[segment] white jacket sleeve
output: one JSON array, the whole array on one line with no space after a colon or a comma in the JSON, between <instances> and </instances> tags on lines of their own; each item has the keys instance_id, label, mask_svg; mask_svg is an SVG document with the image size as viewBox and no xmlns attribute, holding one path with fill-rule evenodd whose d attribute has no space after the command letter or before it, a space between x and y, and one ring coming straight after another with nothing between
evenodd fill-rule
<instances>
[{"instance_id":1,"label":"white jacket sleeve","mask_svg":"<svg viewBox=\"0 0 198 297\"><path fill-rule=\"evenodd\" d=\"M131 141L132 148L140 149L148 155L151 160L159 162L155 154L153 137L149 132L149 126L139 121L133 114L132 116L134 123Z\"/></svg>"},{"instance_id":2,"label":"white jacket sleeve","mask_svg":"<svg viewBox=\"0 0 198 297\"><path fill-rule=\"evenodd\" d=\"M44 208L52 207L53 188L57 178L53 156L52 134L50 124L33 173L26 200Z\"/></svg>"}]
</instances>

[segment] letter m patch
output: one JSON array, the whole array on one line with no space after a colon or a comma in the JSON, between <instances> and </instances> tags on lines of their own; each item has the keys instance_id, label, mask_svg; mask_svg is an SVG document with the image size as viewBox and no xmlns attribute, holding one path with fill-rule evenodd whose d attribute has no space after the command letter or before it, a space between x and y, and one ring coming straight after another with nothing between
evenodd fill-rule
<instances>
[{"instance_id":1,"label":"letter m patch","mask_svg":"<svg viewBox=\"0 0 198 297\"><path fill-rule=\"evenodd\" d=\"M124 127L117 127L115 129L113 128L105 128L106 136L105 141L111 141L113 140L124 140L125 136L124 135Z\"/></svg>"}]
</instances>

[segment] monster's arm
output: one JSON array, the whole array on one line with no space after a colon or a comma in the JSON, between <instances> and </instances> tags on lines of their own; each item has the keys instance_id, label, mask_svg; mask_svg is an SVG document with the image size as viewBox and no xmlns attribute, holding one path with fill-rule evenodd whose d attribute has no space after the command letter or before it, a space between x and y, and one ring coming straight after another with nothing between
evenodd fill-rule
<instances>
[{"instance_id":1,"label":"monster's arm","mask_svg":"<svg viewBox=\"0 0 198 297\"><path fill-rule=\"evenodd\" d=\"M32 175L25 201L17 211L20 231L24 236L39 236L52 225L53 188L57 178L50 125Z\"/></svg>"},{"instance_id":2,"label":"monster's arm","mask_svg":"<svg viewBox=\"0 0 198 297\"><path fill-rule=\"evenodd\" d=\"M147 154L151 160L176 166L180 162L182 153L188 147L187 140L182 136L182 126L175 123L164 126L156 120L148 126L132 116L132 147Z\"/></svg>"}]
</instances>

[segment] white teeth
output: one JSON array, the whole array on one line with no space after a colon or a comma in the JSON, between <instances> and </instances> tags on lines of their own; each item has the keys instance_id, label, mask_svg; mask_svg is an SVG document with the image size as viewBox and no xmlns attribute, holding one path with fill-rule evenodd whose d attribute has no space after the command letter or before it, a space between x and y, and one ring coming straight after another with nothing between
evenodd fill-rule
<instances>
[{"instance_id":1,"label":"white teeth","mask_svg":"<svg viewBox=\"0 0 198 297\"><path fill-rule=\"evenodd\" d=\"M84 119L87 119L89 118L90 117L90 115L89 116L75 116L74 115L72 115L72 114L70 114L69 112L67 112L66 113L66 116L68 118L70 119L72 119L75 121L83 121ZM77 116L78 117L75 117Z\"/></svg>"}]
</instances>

++++++

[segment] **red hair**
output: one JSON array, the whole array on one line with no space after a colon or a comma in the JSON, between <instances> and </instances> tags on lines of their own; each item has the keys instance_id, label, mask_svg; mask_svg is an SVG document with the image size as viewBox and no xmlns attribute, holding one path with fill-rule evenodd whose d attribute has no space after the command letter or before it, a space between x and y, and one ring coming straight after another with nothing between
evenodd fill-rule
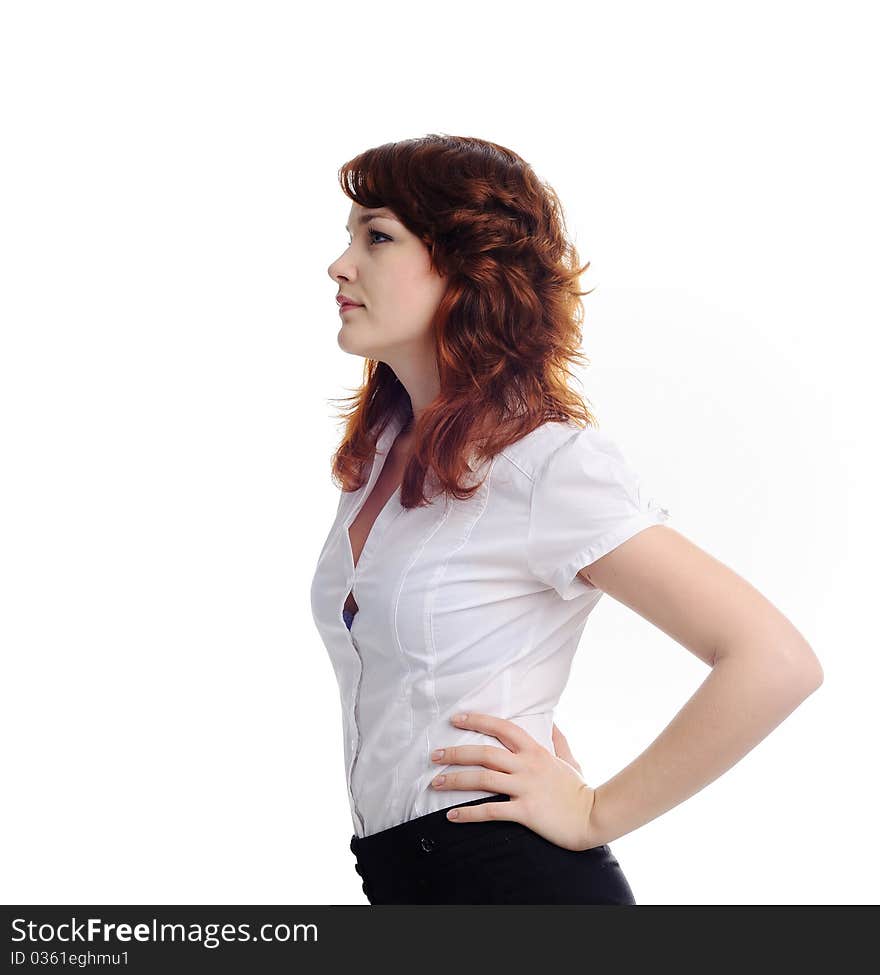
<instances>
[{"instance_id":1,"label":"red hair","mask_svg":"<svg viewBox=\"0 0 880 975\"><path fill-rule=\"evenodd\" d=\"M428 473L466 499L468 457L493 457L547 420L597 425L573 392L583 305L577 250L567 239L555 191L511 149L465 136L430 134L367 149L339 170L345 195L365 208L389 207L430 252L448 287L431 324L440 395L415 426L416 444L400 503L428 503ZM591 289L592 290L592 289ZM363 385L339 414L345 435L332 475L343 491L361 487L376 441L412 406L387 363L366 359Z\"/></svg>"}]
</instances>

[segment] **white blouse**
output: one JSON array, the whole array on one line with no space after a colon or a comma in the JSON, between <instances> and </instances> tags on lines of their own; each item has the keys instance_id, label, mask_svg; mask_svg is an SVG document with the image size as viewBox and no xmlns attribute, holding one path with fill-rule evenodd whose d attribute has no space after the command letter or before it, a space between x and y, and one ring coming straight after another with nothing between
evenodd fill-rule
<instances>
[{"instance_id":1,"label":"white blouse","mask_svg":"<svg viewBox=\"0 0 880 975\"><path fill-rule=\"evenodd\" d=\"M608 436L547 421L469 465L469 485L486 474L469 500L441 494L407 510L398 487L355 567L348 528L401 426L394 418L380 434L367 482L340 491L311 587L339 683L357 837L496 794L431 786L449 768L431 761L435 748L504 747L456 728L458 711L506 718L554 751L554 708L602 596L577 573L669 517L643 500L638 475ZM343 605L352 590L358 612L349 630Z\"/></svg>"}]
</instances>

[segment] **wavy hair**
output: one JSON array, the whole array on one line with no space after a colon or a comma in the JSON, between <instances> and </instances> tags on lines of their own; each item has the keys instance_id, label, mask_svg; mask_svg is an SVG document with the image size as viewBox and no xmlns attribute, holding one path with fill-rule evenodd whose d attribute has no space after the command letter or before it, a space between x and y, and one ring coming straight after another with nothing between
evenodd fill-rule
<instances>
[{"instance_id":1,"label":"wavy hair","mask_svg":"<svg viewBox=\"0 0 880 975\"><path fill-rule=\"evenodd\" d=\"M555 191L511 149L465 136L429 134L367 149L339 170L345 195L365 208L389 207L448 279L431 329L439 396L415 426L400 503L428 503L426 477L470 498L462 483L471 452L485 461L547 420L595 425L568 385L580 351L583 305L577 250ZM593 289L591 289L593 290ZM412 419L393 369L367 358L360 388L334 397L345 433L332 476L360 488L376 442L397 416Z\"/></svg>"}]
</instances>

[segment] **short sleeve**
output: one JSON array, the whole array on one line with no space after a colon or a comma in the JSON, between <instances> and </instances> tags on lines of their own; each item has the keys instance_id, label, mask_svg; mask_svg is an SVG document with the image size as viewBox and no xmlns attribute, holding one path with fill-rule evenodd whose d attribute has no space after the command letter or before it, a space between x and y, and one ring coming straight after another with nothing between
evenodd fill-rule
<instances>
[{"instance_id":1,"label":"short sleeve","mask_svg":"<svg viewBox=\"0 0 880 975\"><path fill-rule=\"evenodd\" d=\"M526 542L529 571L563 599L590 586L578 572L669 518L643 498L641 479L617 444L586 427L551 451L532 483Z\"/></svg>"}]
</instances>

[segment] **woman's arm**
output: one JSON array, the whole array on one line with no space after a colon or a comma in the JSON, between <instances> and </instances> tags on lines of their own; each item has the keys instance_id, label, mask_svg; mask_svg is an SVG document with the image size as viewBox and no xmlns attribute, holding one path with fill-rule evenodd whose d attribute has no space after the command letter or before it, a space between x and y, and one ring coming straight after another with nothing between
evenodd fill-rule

++++++

- **Directive**
Pull out each line of the records that contains the word "segment" and copy those lines in full. Match case exactly.

- **Complete answer**
[segment] white jacket sleeve
[segment] letter m patch
[segment] monster's arm
[segment] white teeth
[segment] **red hair**
[segment] **white blouse**
[segment] **wavy hair**
[segment] **short sleeve**
[segment] **woman's arm**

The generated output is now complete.